### Dataset records

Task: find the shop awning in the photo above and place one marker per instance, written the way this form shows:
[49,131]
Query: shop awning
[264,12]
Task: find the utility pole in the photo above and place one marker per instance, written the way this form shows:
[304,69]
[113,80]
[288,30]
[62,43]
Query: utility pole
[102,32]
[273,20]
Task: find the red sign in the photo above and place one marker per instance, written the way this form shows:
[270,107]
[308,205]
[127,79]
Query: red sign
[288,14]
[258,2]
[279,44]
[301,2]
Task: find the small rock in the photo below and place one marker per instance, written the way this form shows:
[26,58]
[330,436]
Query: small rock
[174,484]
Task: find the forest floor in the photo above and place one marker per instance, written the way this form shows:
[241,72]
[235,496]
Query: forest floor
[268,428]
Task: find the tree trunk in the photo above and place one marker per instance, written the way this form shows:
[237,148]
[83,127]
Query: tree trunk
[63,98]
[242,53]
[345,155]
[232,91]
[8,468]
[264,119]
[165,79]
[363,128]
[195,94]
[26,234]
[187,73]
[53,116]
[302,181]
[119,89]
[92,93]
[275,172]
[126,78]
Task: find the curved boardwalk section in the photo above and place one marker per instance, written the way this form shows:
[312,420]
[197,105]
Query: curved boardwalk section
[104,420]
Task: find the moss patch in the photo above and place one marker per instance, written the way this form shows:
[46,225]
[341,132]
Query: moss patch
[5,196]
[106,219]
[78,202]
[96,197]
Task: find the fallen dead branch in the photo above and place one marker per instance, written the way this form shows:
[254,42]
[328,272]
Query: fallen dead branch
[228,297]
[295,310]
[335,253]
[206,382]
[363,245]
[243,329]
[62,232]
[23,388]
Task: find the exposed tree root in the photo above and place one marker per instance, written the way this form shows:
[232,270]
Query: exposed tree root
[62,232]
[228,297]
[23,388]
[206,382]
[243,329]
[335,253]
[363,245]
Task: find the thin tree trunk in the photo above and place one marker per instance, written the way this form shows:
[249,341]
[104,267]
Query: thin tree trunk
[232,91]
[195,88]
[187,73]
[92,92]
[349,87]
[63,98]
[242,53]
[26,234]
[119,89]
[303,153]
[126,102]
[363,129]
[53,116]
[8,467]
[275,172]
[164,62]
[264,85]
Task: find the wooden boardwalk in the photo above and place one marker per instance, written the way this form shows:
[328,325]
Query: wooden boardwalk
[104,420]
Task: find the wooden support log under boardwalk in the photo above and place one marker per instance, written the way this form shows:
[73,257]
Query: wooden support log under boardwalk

######

▶ _Work to be completed_: Copy out, word for word, every line from the one containing "Task: find the wooden support" down to the end of the records, including both that line and the last one.

▶ _Answer to this exercise_:
Task: find the wooden support log under boardwalk in the photo above and place one marker per instance, written the way this form shows:
[73,257]
Query: wooden support log under boardwalk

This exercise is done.